「Identify street pavement in the image above.」を含む行から「[628,57,660,87]」を含む行までの項目を、両端の行と指示文も含めてすべてもう一度書き出すこと。その際、回答にあるバウンディングボックスの座標の数値をそれぞれ95ずつずらして大きくすること。

▶ _課題の入力_
* * * * *
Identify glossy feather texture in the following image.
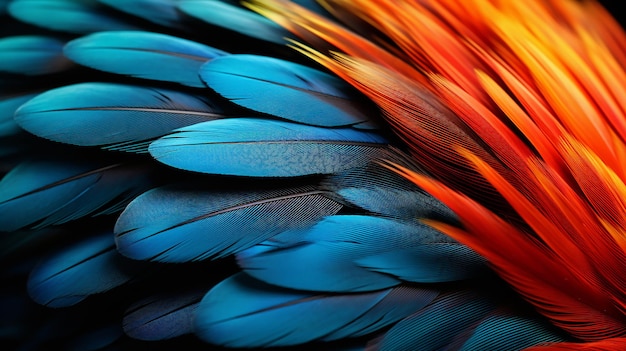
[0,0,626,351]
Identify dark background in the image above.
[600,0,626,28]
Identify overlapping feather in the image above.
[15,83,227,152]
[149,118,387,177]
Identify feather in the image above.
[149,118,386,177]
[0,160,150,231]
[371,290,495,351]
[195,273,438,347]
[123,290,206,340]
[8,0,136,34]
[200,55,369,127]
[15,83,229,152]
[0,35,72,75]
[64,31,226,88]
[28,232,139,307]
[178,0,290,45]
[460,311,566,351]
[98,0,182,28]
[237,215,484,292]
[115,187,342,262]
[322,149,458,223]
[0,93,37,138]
* * * * *
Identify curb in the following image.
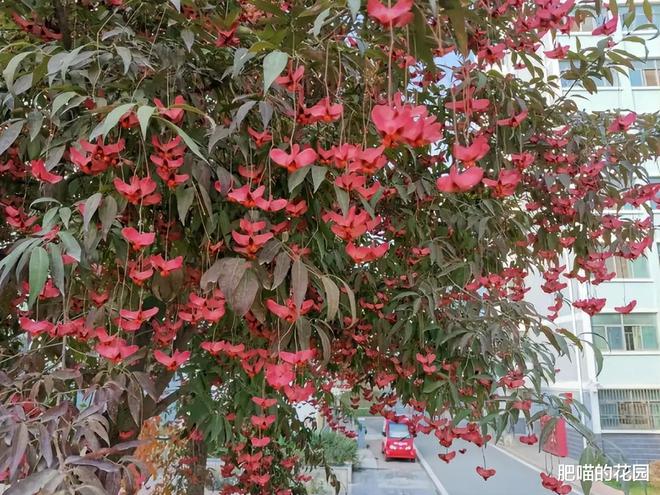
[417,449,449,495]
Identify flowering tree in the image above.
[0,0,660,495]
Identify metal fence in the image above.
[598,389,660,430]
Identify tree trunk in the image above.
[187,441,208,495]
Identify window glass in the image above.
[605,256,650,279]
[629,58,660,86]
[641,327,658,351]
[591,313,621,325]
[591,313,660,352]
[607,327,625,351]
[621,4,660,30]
* * * * *
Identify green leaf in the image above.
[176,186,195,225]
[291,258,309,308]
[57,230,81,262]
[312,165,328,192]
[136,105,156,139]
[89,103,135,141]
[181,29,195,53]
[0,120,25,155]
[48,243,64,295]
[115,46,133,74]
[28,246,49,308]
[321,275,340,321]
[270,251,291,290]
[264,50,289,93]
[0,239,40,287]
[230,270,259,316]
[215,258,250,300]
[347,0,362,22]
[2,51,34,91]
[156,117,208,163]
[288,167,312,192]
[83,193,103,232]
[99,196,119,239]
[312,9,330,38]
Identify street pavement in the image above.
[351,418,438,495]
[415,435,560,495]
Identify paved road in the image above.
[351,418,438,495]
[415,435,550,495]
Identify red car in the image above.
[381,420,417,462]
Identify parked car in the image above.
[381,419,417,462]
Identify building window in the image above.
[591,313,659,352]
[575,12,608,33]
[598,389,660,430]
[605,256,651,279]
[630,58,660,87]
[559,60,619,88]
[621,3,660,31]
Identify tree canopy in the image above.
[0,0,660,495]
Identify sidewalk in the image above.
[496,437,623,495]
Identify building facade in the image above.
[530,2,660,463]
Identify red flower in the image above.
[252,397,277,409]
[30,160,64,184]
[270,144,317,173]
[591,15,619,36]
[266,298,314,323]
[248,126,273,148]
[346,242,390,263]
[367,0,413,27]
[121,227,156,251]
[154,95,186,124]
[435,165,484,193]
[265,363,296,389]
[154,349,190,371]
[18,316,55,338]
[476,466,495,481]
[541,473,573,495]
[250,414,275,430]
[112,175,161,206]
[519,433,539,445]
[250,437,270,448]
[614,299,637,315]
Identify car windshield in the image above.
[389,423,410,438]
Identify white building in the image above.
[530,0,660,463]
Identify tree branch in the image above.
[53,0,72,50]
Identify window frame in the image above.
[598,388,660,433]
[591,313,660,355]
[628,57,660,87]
* * * * *
▶ _回答_
Identify street pavement in the image above.
[446,513,533,590]
[510,530,655,590]
Identify paved road in the image above.
[446,513,533,590]
[510,530,645,590]
Identify red car in the image above.
[476,515,512,557]
Identify parked car in the image above.
[476,514,512,557]
Identify building window in the image above.
[686,408,754,447]
[670,107,703,128]
[693,484,755,525]
[700,351,746,374]
[725,153,755,182]
[654,155,714,183]
[716,98,755,126]
Identify tree canopy in the image above.
[95,95,755,590]
Identify sidewalk in the image above.
[591,532,718,590]
Identify building facade in the image above.
[625,97,755,558]
Identify red flower in the image above.
[347,492,372,504]
[125,255,159,279]
[365,239,412,268]
[686,110,714,131]
[361,393,409,418]
[343,221,368,243]
[441,337,485,358]
[462,95,508,122]
[216,322,251,346]
[249,190,281,219]
[530,260,579,288]
[360,458,391,484]
[249,444,285,466]
[113,411,150,433]
[571,561,590,576]
[636,568,668,590]
[345,509,370,525]
[207,270,256,301]
[614,528,634,540]
[345,532,365,543]
[709,394,732,410]
Identify car windshield in the image above.
[484,518,505,533]
Identify white building in the image above.
[625,95,755,558]
Identify tree branch in the image above.
[148,95,167,145]
Identify window frame in the image above.
[693,483,755,528]
[686,408,755,450]
[723,152,755,182]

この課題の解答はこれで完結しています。